Je sais aussi mieux comment exprimer ce que je veux et ce que je ressens. En improvisation, c’est aussi important de donner un maximum d’élément à son partenaire. Donc, dans une scène, si mon personnage est triste, je veux que mon partenaire de jeu (et parfois son personnage) le comprenne ; j’ai donc appris à le montrer, où à le dire. Ne pas laisser d’ambiguïté en improvisation est parfois important.
Une des techniques pour pratiquer la CNV, en tout cas ce que j’en ai compris, c’est de se mettre dans une démarche de trajectoire de ses émotions. Par exemple, si je ressens de la colère et qu’elle semble avoir été déclenchée par le comportement spécifique d’un de mes amis, je vais essayer de comprendre d’où vient cette colère, qui est en fait un message transmis à mon corps. Je vais « rebrousser » la trajectoire de mon émotion pour comprendre, par exemple, qu’elle est un message (de moi à moi), pour me dire qu’une de mes valeurs ou un de mes besoins n’a pas été respecté. Par exemple, si ce qui me met en colère c’est le désordre laissé par mon colocataire dans notre espace commun, c’est peut-être parce que j’ai besoin d’ordre et d’harmonie pour me sentir bien. Comprendre cela me permettra d’exprimer ce besoin de façon beaucoup plus accessible pour l’autre, plutôt que d’exprimer une colère brute.
En impro, on reproduit souvent un processus similaire. Il y a un mythe qui laisse penser que pour être improvisateur, il faut avoir de super bonnes idées. Mais pas du tout. Il ne faut pas avoir d’idées (au sens de processus mental de création d’idée neuve), car les idées viennent « toutes seules » à un improvisateur qui se laisse les recevoir. C’est la philosophie du « Act before you think » (« Joue avant de penser »). En d’autres termes, il s’agit de laisser d’abord son corps (et cela comprends les manifestations physiques des émotions) réagir avant même de savoir pourquoi. Pour donner un exemple plus précis, si mon partenaire de jeu me dit « j’ai revu Jean-Pierre » et que je laisse mon corps réagir (je vais peut-être rire, ou peut-être être choquée), et je découvrirais plus tard pourquoi. Dans un second temps, après avoir réagi, je vais faire cette trajectoire émotionnelle pour mon personnage. « Elle est choquée, elle trouve donc que ce n’est pas respectueux de la part de Louis d’avoir revu Jean-Pierre. Jean-Pierre a dû lui faire quelque chose qui l’a blessée. etc). Jusqu’à remonter aux besoins fondamentaux de mon personnage (cela fonctionne pour des scènes d’une durée moyenne ou longue, c’est plus difficile dans un format très court). L’improvisateur est donc en quelque sorte habitué à retracer la trajectoire de ses propres émotions, et le message qu’elles véhiculent.
════════
§ Consignes
1. Traduisez en anglais la phrase suivante de l'extrait sur l'improvisation : « Il y a un mythe qui laisse penser que pour être improvisateur, il faut avoir de super bonnes idées. »
2. Pour chacune des affirmations ci-dessous, indiquez par oui ou par non si elle concorde avec l'extrait sur l'improvisation, en citant les mots décisifs du texte.
(a) La colère est décrite comme un message transmis au corps.
(b) Pour être improvisateur, il faut avoir de super bonnes idées.
(c) Remonter aux besoins fondamentaux du personnage est plus facile dans un format très court.
3. Dans l'extrait sur l'improvisation, quelle traduction française est donnée pour la philosophie « Act before you think » ?

§ Données enregistrées
════════
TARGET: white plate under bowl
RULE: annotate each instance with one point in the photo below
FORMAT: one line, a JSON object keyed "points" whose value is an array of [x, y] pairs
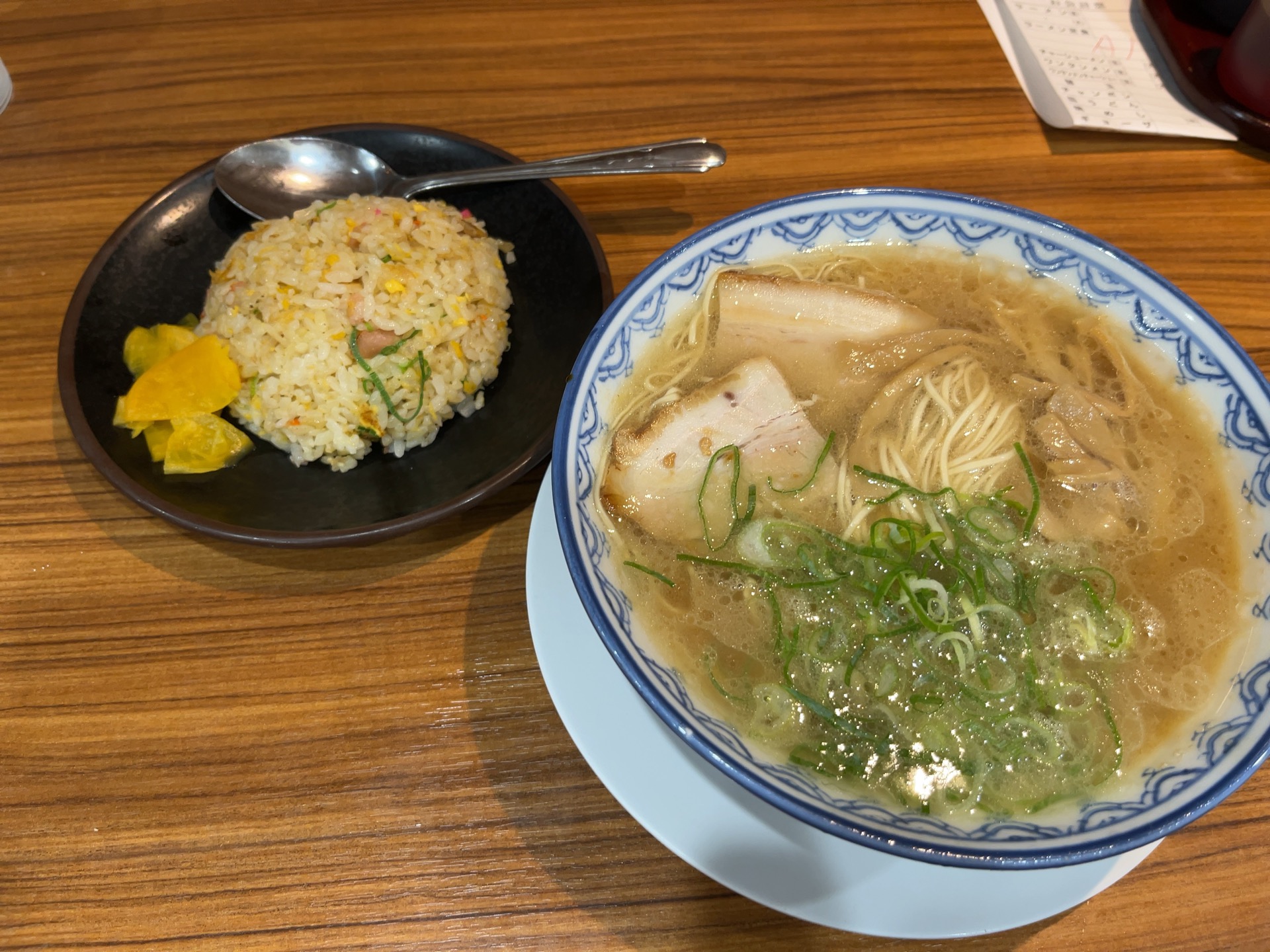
════════
§ Réponses par tâche
1. There is a myth suggesting that to be an improviser, you have to have really great ideas.

2.
(a) Oui : « qui est en fait un message transmis à mon corps ».
(b) Non : « Il ne faut pas avoir d’idées ».
(c) Non : « c’est plus difficile dans un format très court ».

3. « Joue avant de penser ».